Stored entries
= Beginning of Section =

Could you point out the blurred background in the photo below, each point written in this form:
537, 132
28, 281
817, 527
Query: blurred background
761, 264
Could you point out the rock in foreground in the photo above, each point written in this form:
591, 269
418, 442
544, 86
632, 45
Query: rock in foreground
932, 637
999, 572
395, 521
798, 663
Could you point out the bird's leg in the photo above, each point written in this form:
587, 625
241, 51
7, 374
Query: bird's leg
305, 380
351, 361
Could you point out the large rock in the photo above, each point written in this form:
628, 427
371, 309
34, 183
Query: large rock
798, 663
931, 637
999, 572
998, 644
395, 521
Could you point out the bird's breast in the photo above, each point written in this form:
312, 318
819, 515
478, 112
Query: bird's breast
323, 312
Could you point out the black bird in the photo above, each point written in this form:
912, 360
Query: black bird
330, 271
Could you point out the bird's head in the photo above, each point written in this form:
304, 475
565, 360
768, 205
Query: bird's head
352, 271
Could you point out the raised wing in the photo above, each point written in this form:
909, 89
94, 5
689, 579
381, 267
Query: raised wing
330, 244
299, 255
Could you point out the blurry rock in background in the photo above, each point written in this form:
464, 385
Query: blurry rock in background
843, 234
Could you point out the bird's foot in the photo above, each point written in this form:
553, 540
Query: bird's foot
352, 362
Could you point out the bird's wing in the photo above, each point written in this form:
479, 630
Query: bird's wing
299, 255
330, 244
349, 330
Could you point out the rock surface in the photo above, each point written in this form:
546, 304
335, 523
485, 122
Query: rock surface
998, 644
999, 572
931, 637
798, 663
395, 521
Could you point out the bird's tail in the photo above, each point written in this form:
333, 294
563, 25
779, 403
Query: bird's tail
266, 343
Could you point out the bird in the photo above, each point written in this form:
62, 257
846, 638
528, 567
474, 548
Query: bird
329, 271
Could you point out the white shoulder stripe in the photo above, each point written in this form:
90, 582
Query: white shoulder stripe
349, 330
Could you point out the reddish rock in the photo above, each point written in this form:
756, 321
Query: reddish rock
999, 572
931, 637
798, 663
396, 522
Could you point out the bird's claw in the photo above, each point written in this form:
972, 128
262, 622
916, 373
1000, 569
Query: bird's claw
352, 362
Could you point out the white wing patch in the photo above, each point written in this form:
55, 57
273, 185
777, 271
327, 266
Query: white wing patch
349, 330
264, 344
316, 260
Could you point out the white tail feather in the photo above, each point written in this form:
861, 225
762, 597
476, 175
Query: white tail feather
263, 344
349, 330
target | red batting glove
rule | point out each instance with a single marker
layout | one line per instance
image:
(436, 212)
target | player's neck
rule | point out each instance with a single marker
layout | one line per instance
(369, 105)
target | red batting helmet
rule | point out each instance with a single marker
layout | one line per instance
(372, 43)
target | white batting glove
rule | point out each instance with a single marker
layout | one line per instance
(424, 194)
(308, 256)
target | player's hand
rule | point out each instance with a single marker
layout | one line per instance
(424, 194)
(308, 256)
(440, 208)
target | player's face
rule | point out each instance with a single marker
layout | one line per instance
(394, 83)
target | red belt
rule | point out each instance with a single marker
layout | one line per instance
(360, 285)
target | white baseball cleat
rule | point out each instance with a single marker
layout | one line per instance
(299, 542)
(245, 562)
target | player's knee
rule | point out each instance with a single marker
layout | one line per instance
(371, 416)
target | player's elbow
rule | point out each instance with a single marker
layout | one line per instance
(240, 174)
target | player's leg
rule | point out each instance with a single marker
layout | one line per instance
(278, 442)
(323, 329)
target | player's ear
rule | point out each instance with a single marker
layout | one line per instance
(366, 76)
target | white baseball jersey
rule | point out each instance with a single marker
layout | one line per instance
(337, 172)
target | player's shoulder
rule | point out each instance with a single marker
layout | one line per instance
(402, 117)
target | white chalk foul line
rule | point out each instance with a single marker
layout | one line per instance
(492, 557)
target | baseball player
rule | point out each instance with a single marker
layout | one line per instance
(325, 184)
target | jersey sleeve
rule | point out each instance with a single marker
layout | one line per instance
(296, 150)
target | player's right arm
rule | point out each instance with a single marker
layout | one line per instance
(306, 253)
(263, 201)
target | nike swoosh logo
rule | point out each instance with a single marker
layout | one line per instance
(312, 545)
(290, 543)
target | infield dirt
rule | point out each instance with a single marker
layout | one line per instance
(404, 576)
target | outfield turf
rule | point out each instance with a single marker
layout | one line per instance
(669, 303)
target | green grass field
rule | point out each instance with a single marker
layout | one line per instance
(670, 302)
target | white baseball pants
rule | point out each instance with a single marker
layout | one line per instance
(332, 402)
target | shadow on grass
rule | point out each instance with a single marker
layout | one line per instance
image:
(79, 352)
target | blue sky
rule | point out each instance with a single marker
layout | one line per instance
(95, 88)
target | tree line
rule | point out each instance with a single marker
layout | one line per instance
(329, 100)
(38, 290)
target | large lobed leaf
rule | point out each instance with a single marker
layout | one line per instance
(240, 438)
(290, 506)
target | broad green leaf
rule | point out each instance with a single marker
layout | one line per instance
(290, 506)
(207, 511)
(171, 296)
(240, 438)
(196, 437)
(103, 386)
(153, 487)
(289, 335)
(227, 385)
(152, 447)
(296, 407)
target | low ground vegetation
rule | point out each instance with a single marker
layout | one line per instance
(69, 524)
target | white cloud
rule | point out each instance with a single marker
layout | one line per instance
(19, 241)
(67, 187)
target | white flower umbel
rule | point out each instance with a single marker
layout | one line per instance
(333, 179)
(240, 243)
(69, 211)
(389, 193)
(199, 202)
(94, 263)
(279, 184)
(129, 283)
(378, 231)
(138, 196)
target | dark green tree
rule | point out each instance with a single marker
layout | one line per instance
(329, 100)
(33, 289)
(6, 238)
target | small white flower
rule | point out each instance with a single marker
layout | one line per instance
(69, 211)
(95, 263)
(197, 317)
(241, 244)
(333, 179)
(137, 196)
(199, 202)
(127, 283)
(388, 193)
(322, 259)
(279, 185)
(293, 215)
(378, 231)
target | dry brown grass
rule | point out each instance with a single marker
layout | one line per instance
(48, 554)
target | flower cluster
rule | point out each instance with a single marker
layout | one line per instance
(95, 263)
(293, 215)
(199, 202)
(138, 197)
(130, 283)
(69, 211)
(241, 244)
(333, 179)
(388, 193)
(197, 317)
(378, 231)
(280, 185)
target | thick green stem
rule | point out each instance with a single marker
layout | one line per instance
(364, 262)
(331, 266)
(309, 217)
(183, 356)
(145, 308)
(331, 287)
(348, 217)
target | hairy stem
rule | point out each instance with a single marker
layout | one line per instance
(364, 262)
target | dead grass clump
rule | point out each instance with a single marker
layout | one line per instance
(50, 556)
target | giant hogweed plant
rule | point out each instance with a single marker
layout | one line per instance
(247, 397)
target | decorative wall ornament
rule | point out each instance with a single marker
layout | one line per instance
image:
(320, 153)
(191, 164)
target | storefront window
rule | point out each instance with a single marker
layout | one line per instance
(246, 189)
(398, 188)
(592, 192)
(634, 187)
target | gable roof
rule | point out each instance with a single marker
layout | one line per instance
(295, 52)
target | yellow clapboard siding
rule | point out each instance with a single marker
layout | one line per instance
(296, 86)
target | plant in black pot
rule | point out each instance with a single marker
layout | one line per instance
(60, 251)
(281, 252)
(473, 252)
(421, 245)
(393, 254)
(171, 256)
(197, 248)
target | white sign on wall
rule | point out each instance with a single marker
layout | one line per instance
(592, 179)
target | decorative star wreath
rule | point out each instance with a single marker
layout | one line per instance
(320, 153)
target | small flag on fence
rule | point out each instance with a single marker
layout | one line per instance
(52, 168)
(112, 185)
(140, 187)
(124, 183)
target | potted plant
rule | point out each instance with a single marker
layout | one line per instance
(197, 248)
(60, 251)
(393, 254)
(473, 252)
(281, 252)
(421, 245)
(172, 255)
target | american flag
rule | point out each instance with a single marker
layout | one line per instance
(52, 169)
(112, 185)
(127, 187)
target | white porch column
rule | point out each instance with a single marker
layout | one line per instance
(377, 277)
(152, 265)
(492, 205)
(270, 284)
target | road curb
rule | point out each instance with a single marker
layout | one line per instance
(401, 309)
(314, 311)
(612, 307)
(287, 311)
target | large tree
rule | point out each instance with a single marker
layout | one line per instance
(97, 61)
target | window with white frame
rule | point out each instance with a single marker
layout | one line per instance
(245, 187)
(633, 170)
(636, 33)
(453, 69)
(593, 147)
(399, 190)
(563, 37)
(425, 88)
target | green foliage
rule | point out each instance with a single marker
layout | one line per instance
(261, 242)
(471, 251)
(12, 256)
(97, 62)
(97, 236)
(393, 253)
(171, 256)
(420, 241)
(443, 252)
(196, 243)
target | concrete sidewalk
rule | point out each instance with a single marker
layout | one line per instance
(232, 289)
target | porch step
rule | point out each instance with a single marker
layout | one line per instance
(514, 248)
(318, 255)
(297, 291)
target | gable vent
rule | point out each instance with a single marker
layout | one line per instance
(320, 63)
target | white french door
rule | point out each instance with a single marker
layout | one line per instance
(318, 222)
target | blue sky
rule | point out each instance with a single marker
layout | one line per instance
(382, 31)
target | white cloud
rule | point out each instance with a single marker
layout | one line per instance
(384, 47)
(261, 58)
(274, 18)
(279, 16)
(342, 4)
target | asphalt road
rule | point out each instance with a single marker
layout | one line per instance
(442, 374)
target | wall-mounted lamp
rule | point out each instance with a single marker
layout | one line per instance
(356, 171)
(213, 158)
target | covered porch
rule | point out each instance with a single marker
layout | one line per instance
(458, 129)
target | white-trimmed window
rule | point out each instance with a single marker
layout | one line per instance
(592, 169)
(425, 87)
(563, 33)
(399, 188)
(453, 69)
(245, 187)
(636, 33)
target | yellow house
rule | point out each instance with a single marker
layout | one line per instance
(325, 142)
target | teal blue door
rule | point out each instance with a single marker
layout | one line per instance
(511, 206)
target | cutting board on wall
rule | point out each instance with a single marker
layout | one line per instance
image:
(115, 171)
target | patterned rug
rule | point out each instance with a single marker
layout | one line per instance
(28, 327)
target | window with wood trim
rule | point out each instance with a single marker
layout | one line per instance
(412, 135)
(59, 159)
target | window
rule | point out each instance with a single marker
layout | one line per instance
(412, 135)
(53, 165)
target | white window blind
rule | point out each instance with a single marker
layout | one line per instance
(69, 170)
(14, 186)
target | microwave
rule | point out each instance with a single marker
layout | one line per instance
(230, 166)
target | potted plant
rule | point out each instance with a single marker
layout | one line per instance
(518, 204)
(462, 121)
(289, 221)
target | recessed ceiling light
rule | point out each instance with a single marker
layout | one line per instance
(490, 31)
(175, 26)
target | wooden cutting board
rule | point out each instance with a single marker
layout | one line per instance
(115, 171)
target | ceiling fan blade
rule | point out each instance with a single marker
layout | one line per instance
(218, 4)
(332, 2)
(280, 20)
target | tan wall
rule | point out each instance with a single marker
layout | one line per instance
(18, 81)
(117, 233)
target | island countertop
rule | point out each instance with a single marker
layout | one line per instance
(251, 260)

= End of Section =

• [WHAT YOU WILL DO] All that is wanted is the run of lines from the start of the data through the line containing "Could you point out the bird's leg", copied word for word.

• [SOLUTION FOR THIS PROBLEM]
Could you point out the blurred background in the photo below, each point written in this form:
537, 132
28, 281
817, 527
Query: blurred background
761, 264
Could you point out the rock in foreground in the photo above, each point written in this form:
591, 269
418, 442
544, 86
632, 45
Query: rock in foreground
932, 637
999, 572
395, 521
798, 663
Could you point out the bird's leg in the photo above, each point written in this form:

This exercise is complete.